_The data_:

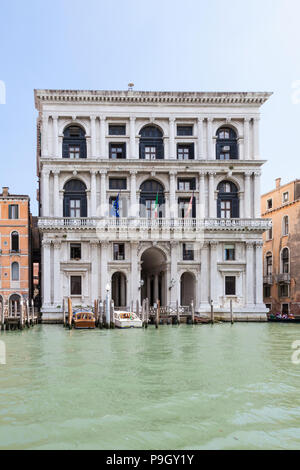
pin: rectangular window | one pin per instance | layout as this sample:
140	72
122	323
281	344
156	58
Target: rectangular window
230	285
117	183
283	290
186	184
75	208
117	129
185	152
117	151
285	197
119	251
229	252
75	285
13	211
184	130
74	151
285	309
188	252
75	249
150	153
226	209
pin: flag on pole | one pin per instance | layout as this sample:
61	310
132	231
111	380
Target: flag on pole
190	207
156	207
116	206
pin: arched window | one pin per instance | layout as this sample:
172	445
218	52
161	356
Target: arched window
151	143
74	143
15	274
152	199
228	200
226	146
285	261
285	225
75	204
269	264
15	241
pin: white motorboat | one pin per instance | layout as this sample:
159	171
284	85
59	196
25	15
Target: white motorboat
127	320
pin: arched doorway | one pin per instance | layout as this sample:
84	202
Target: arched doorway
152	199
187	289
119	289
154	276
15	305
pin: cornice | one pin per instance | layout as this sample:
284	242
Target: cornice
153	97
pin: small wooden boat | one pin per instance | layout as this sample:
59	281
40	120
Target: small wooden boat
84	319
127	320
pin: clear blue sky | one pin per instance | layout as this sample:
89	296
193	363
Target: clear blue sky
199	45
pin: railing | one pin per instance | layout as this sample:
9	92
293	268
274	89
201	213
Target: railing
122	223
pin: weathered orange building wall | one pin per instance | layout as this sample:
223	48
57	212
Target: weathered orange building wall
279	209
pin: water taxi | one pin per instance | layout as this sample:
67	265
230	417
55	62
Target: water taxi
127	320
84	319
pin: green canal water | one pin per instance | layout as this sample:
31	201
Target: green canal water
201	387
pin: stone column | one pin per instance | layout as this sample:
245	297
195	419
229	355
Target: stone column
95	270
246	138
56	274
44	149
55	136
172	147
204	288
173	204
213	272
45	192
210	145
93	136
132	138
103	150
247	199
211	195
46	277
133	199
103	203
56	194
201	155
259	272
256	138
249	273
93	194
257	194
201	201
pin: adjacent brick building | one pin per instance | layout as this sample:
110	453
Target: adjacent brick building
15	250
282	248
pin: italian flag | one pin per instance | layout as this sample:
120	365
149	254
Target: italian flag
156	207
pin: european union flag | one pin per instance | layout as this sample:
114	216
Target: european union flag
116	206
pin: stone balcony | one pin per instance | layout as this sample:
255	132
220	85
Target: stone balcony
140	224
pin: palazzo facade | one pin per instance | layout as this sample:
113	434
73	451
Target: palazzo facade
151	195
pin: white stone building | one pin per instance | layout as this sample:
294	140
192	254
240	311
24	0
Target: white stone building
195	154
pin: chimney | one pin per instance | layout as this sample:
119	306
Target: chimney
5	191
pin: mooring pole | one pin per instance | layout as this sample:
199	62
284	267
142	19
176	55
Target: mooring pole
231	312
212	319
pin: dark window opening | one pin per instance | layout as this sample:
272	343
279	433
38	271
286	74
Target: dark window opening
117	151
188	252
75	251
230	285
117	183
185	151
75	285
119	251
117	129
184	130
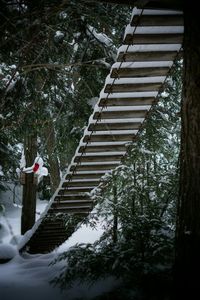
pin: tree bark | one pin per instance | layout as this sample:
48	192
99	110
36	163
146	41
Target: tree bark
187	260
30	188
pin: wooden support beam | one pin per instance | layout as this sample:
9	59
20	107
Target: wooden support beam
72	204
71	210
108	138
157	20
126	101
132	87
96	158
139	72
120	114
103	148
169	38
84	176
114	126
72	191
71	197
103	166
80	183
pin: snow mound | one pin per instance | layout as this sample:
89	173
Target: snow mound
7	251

...

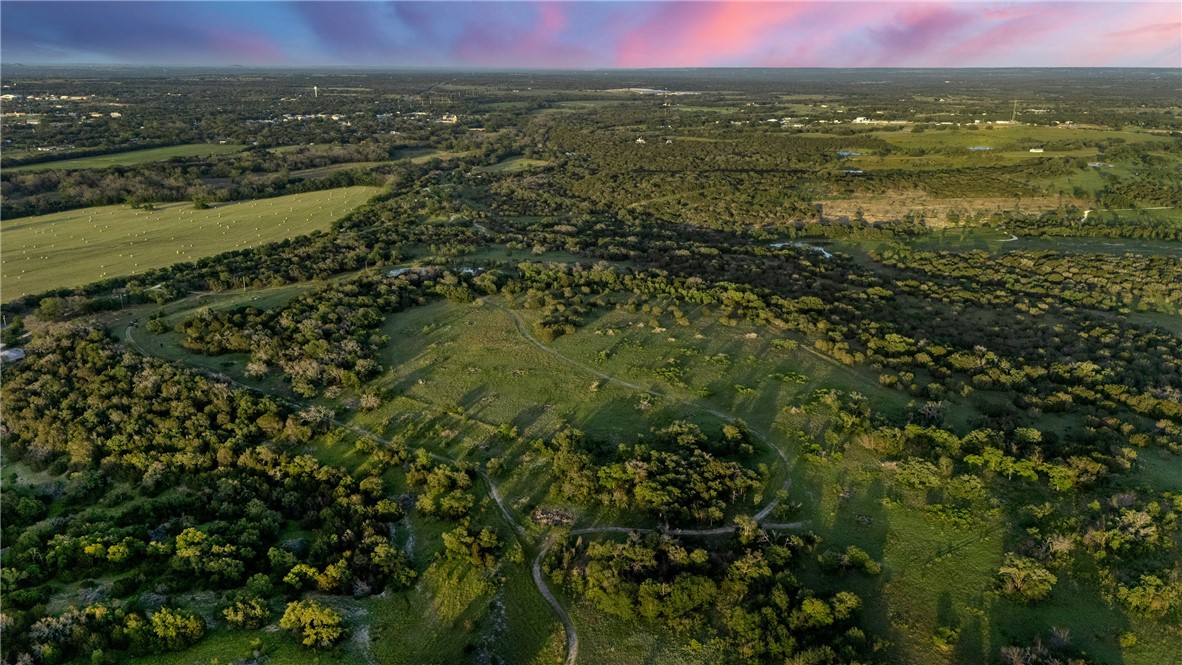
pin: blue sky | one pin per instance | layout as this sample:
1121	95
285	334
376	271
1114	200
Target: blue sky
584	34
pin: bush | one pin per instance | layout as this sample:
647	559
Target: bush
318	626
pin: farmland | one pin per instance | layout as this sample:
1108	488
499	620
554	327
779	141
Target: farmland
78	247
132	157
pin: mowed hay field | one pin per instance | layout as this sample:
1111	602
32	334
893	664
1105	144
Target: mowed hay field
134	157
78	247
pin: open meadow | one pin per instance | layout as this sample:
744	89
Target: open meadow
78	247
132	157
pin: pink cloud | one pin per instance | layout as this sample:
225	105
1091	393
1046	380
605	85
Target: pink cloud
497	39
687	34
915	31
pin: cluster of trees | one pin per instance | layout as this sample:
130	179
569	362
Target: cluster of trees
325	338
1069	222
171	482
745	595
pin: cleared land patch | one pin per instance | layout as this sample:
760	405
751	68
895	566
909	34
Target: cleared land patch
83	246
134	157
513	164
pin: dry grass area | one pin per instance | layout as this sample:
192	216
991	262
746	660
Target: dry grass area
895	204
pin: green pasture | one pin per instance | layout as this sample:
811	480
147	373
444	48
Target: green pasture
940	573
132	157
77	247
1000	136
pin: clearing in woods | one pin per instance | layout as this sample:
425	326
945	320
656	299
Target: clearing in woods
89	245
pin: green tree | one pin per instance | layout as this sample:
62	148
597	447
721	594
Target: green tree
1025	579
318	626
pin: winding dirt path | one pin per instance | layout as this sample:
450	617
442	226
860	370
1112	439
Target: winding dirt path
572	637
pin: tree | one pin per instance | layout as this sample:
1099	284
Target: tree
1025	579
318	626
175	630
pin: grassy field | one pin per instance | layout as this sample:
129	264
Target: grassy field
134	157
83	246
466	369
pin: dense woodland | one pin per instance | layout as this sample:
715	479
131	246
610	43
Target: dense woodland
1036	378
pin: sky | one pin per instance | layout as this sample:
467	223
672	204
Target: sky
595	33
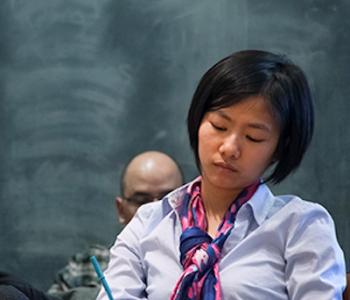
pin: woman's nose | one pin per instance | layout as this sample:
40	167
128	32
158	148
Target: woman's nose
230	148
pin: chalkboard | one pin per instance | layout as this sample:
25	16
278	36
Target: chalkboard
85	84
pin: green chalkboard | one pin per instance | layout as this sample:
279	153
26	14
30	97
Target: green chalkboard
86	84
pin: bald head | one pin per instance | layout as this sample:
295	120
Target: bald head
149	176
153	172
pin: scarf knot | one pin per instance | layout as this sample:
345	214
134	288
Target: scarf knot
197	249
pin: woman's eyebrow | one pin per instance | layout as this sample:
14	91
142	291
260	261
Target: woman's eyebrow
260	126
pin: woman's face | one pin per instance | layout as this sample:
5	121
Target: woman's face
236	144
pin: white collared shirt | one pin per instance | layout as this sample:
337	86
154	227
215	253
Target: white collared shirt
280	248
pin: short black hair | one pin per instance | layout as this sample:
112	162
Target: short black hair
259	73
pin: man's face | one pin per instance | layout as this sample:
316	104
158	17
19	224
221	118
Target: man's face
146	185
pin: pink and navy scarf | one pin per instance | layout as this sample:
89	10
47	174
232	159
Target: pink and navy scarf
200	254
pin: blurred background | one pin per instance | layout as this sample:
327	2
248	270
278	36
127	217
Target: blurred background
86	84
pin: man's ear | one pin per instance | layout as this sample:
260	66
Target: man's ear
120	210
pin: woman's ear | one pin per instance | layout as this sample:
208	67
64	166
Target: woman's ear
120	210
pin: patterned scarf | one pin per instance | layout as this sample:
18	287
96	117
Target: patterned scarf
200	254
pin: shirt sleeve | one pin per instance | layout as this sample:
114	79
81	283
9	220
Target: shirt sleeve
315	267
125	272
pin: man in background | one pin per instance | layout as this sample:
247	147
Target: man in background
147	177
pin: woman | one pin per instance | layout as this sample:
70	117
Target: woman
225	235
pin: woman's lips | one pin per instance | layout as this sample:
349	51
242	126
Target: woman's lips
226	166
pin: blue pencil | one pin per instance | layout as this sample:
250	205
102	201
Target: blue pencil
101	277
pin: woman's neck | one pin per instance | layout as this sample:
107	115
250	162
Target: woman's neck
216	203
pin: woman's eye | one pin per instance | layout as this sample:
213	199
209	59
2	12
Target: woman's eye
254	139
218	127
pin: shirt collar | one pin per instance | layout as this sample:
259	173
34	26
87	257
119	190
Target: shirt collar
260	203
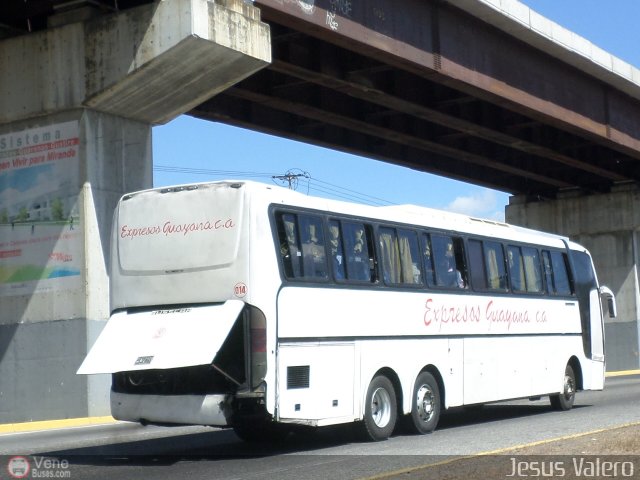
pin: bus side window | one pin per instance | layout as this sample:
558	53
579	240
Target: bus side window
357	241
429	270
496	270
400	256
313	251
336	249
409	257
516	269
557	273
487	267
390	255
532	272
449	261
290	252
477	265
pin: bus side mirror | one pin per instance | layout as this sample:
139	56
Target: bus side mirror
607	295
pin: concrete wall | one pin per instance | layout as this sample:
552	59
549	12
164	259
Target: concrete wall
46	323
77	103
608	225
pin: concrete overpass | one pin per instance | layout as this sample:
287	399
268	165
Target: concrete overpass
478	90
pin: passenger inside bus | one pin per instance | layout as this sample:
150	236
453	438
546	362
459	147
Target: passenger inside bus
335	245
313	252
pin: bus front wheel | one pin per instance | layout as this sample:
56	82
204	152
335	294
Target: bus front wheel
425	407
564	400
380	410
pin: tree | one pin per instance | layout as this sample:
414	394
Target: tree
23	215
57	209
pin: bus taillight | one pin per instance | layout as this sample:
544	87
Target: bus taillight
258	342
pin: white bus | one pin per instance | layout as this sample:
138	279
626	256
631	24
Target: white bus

_Problem to solve_: Taking the records above, retype every line from the one with "pin: rectangular window" down to the one with "pin: clear blue", exactly and with nothing else.

_Task response_:
pin: rectangular window | one pin per instance | layout as this sample:
140	72
122	323
281	344
156	58
Target: rectangular window
230	285
117	183
283	290
186	184
75	208
117	129
185	152
117	151
285	197
119	251
229	252
75	285
13	211
184	130
74	151
285	309
188	252
75	249
150	153
226	209
pin: flag on pole | one pin per instance | layout as this sample:
61	310
132	231
111	380
Target: flag on pole
190	207
156	207
116	206
pin: arched window | one pin per instance | layout as this sample:
172	445
218	52
161	356
Target: arched window
151	143
74	143
15	274
152	199
228	200
226	146
285	261
285	225
75	204
269	264
15	241
pin: white motorboat | one pin per instance | layout as this sample:
159	171
284	85
59	196
25	15
Target: white motorboat
127	320
pin: arched doorway | one pin per instance | layout as this sample:
84	202
Target: arched doorway
152	199
187	289
119	289
154	276
15	305
pin: cornice | one pin per instance | layout as this sample:
284	242
Target: cornice
153	97
pin: small wooden boat | one pin per instance | layout as this sample:
59	281
40	120
Target: small wooden boat
84	319
127	320
pin: clear blue sky | one pin per instance | layout as this sample:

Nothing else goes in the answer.